• Ações a realizar:
1. No trecho sobre tipicidade penal, qual princípio faz com que o direito penal se ocupe apenas de efetiva lesão ou ameaça de lesão ao bem jurídico protegido pela norma?
2. Dê prosseguimento ao texto sobre tipicidade penal a partir da última frase apresentada.

──────── Trecho de origem ────────

No entendimento de Guilherme de Souza Nucci, a tipicidade é o encaixe do fato tido como típico a um tipo penal estabelecido em uma determinada norma, assim, segundo ele seria uma união entre os tipos concretos e abstratos, subsunção do fato acontecido no mundo real com algo abstrato do mundo jurídico (Nucci, 2014, p. 174).
O assunto em discussão é de extrema importante, já que em respeito ao consagrado princípio da fragmentariedade, o direito penal somente deve-se preocupar com efetiva lesão ou, ameaça de lesão ao bem jurídico protegido pela norma
Logo, conforme este entendimento, não se pode punir da mesma forma e com o mesmo grau de reprovabilidade alguém que furtou um pacote de biscoito de uma grande rede de supermercado porque estava com fome, daquele que furtou o cofre desta mesma empresa.

──────── Entradas listadas ────────

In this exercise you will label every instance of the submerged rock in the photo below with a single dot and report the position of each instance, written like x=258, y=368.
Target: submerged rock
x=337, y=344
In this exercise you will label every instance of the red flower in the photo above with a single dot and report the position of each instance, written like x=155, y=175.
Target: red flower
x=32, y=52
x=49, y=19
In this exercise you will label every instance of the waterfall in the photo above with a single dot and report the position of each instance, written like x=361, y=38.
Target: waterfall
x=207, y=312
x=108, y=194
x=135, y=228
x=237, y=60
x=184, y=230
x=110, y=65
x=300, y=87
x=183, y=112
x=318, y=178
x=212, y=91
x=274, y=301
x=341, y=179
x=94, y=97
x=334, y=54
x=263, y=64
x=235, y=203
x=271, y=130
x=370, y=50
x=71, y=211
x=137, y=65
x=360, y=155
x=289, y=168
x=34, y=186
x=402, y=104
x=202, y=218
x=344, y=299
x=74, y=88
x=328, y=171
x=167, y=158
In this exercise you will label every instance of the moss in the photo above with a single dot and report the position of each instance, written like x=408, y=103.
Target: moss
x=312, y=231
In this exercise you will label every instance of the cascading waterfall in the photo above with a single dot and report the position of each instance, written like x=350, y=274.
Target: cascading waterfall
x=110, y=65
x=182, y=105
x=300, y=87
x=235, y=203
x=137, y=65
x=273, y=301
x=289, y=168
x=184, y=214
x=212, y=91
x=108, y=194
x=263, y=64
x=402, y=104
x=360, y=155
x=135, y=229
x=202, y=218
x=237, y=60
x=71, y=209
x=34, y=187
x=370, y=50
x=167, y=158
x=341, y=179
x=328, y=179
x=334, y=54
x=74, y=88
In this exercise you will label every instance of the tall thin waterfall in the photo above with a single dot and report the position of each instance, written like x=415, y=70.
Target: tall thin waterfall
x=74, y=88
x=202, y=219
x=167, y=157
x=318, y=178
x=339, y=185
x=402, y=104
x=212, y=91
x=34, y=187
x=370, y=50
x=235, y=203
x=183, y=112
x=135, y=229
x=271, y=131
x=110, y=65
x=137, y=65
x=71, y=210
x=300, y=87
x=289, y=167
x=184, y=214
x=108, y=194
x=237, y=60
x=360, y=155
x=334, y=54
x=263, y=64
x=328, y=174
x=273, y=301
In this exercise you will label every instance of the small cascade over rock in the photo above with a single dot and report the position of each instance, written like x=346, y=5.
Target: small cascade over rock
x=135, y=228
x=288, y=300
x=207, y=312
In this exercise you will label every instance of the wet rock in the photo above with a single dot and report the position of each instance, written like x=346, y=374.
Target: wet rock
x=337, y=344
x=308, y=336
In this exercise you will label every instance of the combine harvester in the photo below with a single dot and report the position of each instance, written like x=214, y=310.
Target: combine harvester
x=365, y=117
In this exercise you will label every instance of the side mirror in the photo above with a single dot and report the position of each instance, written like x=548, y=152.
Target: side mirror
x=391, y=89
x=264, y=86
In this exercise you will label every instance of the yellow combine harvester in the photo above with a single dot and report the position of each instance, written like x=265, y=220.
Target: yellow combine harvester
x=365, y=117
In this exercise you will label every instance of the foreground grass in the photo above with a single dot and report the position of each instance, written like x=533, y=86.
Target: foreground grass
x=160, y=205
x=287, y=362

────────

• Respostas por tarefa:
1. O princípio da fragmentariedade.

2.
É evidente que, no primeiro caso, a lesão ao patrimônio da vítima seria insignificante para justificar a intervenção do Estado, pois o valor do bem subtraído não seria suficiente para causar prejuízo relevante ao bem jurídico tutelado, bem diferente da situação descrita no segundo caso.
Formado esse pilar teórico, será trazido à tona o debate acerca da aplicação do princípio da insignificância, especialmente sobre a legitimidade do delegado de polícia para fazê-lo, por meio de uma pesquisa descritiva e exploratória através consulta a fontes bibliográfica, fontes primárias e secundárias com ênfase em doutrinas, as leis, e os instrumentos normativos, bem como nas jurisprudências e outras fontes relacionadas com o tema.
2 PRINCÍPIO DA INSIGNIFICÂNCIA E SUA INCIDÊNCIA NO DIREITO PENAL
2.1 Conceito
O Princípio da insignificância ou bagatela se aplica em casos de mínima ofensividade, ou seja, é utilizado quando é possível comprovar a ausência de periculosidade social, em casos que o bem não tenha valor para a vítima, com reduzido grau de reprovabilidade e lesão jurídica. Este princípio não é aplicado em todos os casos, a exemplo, ele não pode ser aplicado em crimes contra a Administração Pública, em casos praticados mediante violência ou em crimes de tráfico de drogas. (Teixeira, 2009).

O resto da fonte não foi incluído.